• TASK LIST:
#1 In the advice on incubating shipped eggs, why should the eggs rest pointy side down for 12 to 24 hours before going into the incubator? Answer in one or two sentences.
#2 Summarize the advice on incubating shipped eggs in two sentences.
#3 Write the next part of the advice on incubating shipped eggs, picking up after its last sentence.

Did you let them rest for 12-24hrs pointy side down before popping them in the incubator? This is to help the air cells settle and hopefully stabilize. Not a huge problem if you didn’t but I’d still want them vertical with the air cells end up. Some recommend keeping them vertical for the first few days and then doing horizontal if you have a horizontal turner.

I am not super experienced with shipped eggs, only tried it 5 times. I’ve decided vertical incubation is better but I have a horizontal incubator so I removed the rollers and placed the eggs in cartons, fat side up. I turned them by tilting the entire incubator this way or that several times a day while using a small box to prop up the bator. Worked okay but my best successes was with a batch of eggs that only had to travel a state or two away. Of course packaging and time in the mail plays a huge role as well.

• Natural language descriptions of regions:

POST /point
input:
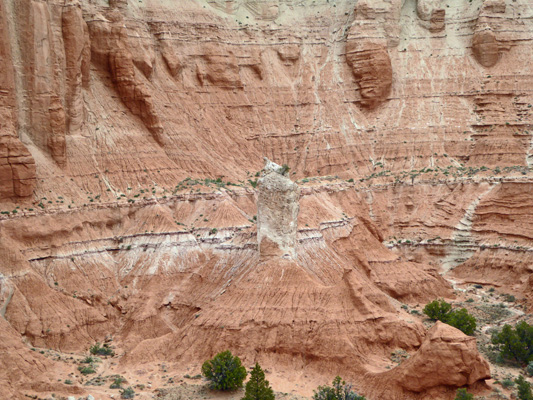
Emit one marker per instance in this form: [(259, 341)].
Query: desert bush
[(462, 394), (524, 388), (460, 319), (104, 350), (338, 391), (224, 371), (86, 369), (117, 383), (258, 388), (463, 321), (438, 310), (515, 344), (128, 393), (507, 383), (529, 368)]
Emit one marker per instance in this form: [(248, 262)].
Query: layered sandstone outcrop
[(485, 43), (17, 166), (111, 50), (432, 14), (367, 55), (446, 358), (410, 155)]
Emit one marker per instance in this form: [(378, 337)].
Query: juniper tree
[(257, 387)]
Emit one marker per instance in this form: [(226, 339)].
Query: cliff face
[(131, 139)]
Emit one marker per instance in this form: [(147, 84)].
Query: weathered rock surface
[(393, 95), (277, 212), (432, 14), (447, 357), (17, 166)]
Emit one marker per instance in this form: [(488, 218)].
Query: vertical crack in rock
[(432, 14), (485, 43), (277, 212)]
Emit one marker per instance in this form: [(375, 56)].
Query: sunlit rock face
[(277, 212)]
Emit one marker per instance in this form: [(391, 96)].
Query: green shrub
[(507, 383), (117, 383), (460, 319), (104, 350), (463, 321), (524, 389), (462, 394), (338, 391), (128, 393), (86, 369), (224, 371), (257, 388), (515, 344), (438, 310)]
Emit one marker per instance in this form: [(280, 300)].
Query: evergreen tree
[(224, 371), (257, 387), (462, 394), (524, 389), (463, 321), (438, 309)]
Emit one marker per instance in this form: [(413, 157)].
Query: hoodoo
[(277, 212)]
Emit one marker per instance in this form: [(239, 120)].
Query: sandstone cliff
[(132, 136)]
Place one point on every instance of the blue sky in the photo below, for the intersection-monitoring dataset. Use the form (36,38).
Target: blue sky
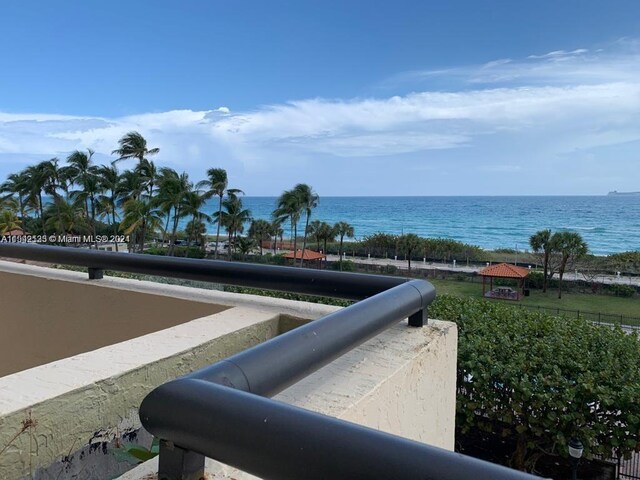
(353,97)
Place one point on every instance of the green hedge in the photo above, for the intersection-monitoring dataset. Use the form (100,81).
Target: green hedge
(545,378)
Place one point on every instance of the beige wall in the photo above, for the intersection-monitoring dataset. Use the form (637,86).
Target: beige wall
(42,320)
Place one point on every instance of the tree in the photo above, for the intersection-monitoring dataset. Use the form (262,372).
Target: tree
(139,217)
(17,184)
(260,230)
(289,208)
(134,145)
(537,380)
(172,191)
(343,229)
(570,246)
(541,244)
(9,221)
(109,178)
(308,200)
(409,243)
(82,173)
(216,186)
(233,217)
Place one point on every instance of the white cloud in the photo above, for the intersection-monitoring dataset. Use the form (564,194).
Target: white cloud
(539,106)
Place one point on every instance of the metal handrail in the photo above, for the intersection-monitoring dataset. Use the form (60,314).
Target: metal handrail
(219,411)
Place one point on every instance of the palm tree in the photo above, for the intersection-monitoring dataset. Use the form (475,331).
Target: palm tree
(66,217)
(35,182)
(17,184)
(277,232)
(109,180)
(139,217)
(408,244)
(149,173)
(308,201)
(193,203)
(289,208)
(82,173)
(172,191)
(9,221)
(216,186)
(541,243)
(343,229)
(571,246)
(134,145)
(328,234)
(260,230)
(79,170)
(233,217)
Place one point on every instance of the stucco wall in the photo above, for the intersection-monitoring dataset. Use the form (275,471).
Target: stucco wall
(44,319)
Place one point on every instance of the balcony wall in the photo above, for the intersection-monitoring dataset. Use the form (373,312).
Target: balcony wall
(64,418)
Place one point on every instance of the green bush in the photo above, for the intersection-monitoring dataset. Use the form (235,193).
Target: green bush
(390,269)
(622,290)
(347,266)
(545,379)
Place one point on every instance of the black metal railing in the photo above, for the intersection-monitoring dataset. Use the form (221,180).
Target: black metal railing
(222,412)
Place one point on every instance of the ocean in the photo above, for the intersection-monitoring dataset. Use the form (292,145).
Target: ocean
(609,224)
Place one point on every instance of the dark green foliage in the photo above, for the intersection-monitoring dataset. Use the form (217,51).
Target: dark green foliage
(347,266)
(621,290)
(390,269)
(545,379)
(288,296)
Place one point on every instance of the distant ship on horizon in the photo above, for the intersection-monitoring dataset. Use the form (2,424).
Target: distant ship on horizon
(627,194)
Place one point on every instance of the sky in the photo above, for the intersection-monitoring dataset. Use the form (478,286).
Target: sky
(358,97)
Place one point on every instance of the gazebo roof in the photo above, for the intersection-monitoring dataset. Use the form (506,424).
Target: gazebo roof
(504,270)
(308,255)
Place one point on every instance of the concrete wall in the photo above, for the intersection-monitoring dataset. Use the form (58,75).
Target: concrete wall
(44,319)
(61,420)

• ANSWERS BELOW:
#1 Resting the eggs pointy side down for 12 to 24 hours helps the air cells settle and, ideally, stabilize before incubation begins.

#2 Shipped eggs should rest pointy side down for 12 to 24 hours before incubation so their air cells can settle, and they should be kept vertical with the air cell end up, at least for the first few days. With only five tries at shipped eggs, the writer has come to prefer vertical incubation and turns eggs held in cartons by tilting the whole incubator, though the best results came from eggs that traveled only a state or two, since packaging and time in the mail matter a great deal.

#3
Saddled air cells mean severe shipping trauma, definitely let them sit for a day, maybe incubate upright (wide end up) but most definitely turn them otherwise your hatch rate will be even worse. I got a 25% hatch rate on shipped and saddled quail eggs last spring (90% on home grown eggs), so prepare for a lousy hatch. Not turning the eggs will only further lower hatch rates independent of shipping trauma. The damage is done, the nascent embryos were traumatized in shipping, the air cell is just a symptom. You can’t fix it but not turning will also mess up your eggs. Expect significant dead in shell, failure to hatch, late embryonic death rates plus a mutant or deformed chick or two. Strangely there wasn’t a correlation between saddled air cells and hatching success when it came to individual eggs, the saddled ones were just as likely to hatch as normal eggs within the same batch and the normal eggs were just as likely not to hatch, but overall the batch hatch rate was lousy.